TO DO ▸
1 – Answer these questions using the article on Breckenridge's snow melter demo:
(a) In which lot did the demo take place?
(b) Where is the company that ran the demo based?
(c) Who is the town spokeswoman quoted in the article?
2 – Carry the article on Breckenridge's snow melter demo forward from its last sentence.

SOURCE DOCUMENT ▸
Could Breckenridge better manage its snowfall with high-powered melters?
March 8, 2018
Breckenridge welcomes, even prays, for snow every winter, but town officials saw in action Thursday morning one proven way to get rid of excess piles of it when the snowfall gets to be too much.
Breckenridge town officials and Mayor Eric Mamula watched a live demo of a mobile snow melter Thursday morning inside the Stilson Lot, off Wellington Road, where the town hauls and stores excess snowfall in the winter.
For the demo, the New York-based company, Aero Snow Removal Corp., had one of its truck-mounted melters turn tons of the white stuff into water as town officials considered how one might work in Breckenridge.
"Right now, the town is looking into the snow-melting machine, but the demo was purely informational," said Haley Littleton, a spokeswoman for the town. "We just wanted to see what it would look like and if it would be a good fit for Breckenridge."

RAW DATA ▸
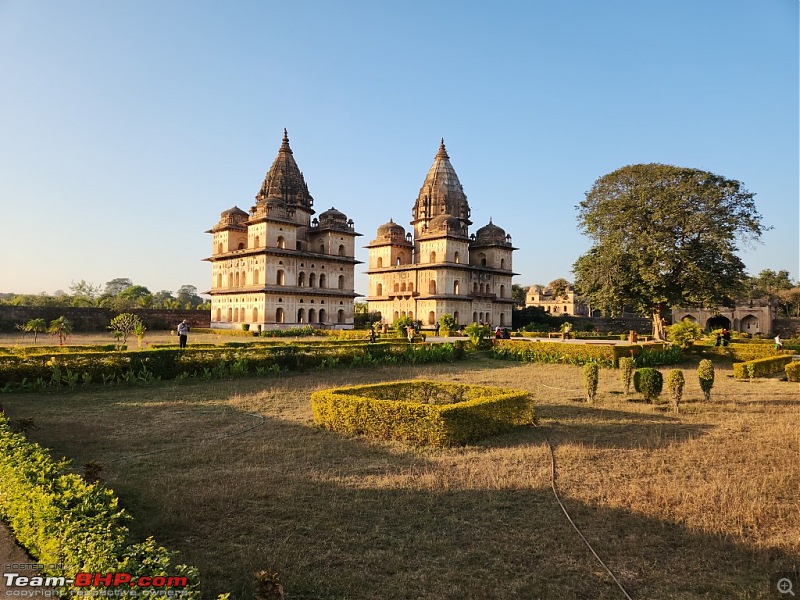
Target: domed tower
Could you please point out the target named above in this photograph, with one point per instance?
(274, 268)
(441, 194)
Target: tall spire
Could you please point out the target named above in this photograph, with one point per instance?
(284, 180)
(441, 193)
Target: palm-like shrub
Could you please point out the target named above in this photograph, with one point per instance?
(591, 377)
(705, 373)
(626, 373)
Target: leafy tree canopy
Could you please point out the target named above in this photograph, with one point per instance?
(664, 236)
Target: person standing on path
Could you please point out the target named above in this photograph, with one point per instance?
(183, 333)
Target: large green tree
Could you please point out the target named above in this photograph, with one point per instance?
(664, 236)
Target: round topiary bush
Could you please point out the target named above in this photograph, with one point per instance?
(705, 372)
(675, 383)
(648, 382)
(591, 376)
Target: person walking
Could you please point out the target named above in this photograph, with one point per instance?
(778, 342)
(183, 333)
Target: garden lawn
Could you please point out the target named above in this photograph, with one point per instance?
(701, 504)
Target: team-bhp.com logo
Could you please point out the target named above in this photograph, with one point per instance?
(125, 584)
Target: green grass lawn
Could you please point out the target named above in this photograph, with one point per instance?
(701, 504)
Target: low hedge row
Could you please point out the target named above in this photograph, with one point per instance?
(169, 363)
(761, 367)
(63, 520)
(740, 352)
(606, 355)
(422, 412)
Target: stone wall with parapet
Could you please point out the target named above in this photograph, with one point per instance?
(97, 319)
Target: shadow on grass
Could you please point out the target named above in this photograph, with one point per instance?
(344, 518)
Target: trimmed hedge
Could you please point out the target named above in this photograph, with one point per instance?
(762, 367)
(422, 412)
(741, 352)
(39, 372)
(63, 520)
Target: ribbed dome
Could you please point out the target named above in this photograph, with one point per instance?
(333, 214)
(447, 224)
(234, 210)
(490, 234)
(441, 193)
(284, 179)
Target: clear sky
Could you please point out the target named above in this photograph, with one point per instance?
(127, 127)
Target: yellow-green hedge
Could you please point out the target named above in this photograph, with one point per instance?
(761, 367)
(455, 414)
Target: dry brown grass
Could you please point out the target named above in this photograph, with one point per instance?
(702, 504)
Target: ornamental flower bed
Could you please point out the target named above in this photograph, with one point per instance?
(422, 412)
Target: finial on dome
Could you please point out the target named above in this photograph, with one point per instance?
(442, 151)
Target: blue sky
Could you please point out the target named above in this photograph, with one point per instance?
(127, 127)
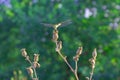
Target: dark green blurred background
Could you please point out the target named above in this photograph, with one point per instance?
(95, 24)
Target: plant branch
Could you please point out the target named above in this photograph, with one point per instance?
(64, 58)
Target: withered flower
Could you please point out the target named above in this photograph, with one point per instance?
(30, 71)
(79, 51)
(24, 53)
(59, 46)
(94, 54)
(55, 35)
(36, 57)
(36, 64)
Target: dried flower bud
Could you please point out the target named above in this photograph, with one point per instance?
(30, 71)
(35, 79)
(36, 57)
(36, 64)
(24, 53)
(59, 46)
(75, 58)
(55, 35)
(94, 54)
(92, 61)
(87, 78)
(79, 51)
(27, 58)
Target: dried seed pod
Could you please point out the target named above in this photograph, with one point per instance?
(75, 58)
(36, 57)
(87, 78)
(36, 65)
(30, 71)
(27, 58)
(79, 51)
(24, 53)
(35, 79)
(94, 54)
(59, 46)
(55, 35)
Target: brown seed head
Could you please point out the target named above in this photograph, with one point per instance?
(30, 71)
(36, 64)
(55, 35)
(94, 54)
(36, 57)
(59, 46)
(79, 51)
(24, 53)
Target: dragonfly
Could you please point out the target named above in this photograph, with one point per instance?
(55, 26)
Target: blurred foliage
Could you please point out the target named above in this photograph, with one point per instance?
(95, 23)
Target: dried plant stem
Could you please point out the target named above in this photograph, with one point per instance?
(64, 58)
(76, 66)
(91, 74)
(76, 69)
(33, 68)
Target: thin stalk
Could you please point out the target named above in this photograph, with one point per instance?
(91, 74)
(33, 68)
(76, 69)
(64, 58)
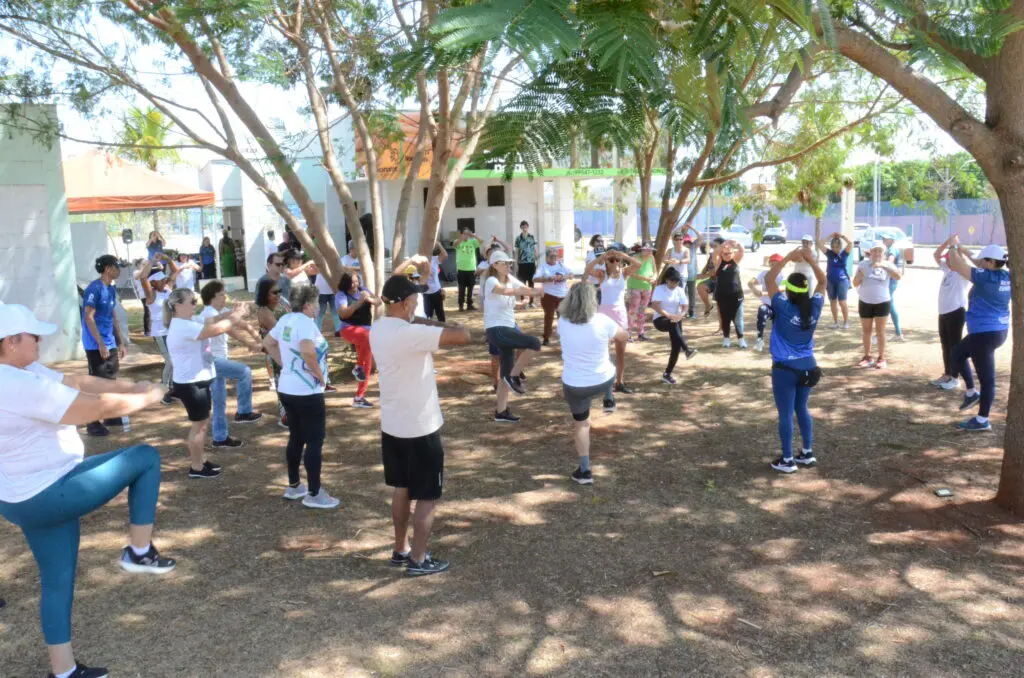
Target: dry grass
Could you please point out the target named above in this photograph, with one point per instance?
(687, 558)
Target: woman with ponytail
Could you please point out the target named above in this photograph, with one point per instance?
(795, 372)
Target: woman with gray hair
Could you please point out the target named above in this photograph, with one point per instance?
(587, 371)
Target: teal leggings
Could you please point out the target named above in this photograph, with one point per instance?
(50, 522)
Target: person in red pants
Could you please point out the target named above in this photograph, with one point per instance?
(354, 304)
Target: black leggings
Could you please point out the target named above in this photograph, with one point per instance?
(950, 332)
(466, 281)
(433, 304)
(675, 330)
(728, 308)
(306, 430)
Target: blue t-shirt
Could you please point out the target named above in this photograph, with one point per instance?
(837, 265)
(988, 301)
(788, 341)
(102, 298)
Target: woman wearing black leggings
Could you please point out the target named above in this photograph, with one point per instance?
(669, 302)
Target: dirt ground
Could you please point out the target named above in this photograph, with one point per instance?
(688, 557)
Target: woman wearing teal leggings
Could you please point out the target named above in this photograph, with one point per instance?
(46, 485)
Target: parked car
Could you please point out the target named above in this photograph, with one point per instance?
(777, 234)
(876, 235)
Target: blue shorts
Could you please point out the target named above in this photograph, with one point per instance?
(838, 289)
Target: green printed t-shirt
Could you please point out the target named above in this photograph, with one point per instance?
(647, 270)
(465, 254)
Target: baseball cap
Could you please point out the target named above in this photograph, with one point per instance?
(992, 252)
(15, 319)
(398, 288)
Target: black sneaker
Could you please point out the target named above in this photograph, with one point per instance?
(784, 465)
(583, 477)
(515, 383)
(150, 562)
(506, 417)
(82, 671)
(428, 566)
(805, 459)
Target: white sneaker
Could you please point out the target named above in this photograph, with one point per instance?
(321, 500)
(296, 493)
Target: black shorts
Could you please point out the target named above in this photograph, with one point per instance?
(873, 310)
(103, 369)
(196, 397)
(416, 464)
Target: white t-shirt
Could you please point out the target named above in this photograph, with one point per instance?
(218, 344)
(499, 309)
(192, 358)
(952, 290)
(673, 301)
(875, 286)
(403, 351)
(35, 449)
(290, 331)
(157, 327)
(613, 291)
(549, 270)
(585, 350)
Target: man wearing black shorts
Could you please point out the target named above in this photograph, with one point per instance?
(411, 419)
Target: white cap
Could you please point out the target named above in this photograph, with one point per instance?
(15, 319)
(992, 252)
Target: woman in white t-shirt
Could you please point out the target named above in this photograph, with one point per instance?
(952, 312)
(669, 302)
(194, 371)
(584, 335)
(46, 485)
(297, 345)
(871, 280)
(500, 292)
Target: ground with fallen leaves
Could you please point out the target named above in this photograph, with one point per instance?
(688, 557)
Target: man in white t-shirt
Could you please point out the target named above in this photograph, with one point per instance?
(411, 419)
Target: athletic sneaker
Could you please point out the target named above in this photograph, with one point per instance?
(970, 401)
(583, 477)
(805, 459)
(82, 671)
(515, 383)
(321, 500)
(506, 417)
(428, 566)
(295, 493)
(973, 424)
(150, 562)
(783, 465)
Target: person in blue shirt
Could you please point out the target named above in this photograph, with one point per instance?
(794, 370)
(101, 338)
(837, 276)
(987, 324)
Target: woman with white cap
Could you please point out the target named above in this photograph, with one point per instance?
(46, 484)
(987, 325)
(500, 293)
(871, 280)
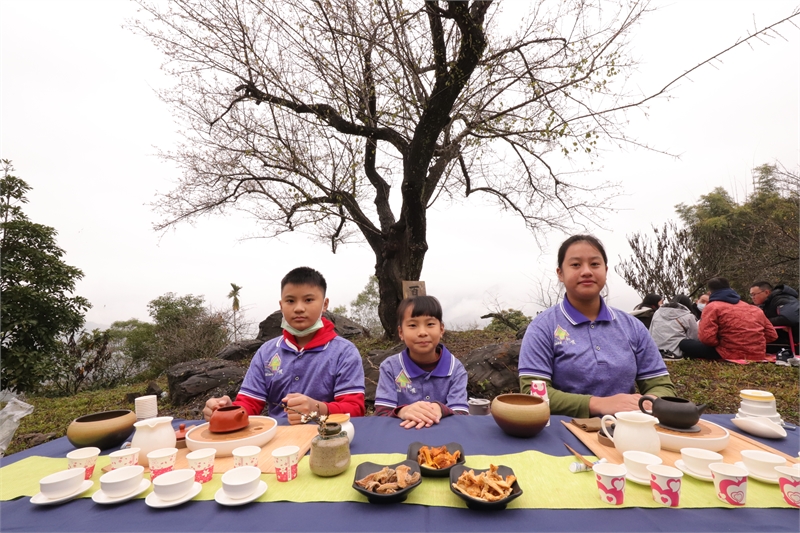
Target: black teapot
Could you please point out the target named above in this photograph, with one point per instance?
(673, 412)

RESPONSES IN ORDER ▸
1 –
(a) The Stilson Lot, off Wellington Road
(b) New York
(c) Haley Littleton

2 –
A melter could certainly help keep unwanted snow from piling up on Breckenridge streets and its already-taxed parking lots, but Littleton said the primary application for this kind of technology here could be freeing up high-dollar, prime real estate properties currently reserved for snow storage.
Littleton said the town's Public Works department will follow up on the demo, continue to weigh the idea and, if town staff decide it's a good idea, present something to Breckenridge Town Council down the road.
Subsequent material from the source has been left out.